## ABOUT THIS EXERCISE
Only the lines below starting at the one that contains "Target: dirt path" and ending at the one that contains "Target: fish tail fin" are to be reproduced, exactly and with both ends kept.

## INFORMATION SUPPLIED
--

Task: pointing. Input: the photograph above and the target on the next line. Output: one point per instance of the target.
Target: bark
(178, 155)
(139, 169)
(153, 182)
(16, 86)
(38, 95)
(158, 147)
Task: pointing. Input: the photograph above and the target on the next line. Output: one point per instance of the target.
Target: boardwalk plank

--

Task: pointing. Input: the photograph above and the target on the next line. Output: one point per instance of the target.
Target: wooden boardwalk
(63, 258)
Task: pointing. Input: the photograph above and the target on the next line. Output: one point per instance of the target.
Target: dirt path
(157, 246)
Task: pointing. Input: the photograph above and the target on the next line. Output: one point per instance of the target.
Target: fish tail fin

--

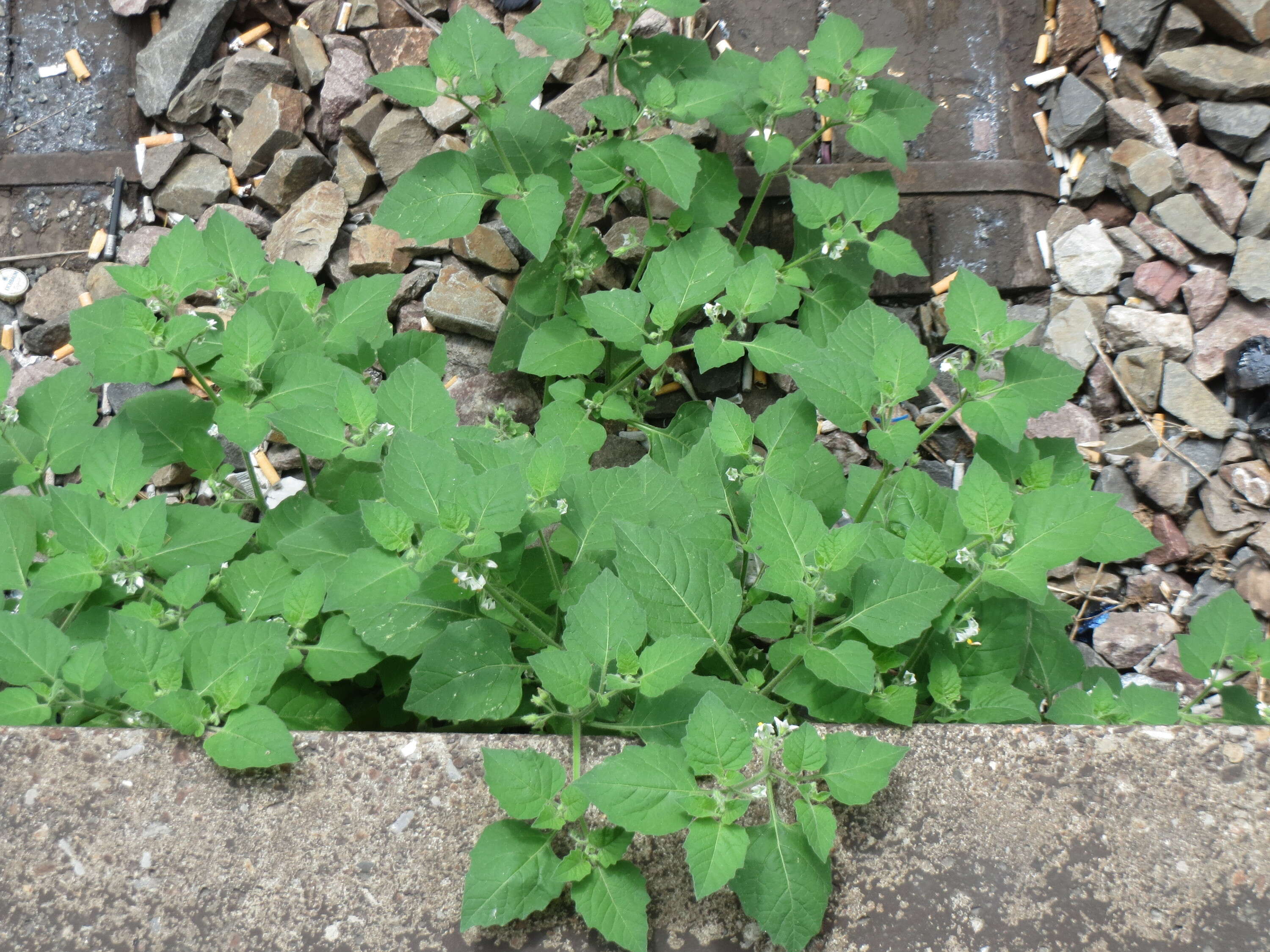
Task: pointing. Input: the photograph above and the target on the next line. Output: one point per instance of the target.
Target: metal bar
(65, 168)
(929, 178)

--

## EXERCISE RESPONSE
Target: dirt path
(157, 246)
Task: pointing. Input: the photograph above and the target on the next line. Output: one point per instance of the target.
Target: fish tail fin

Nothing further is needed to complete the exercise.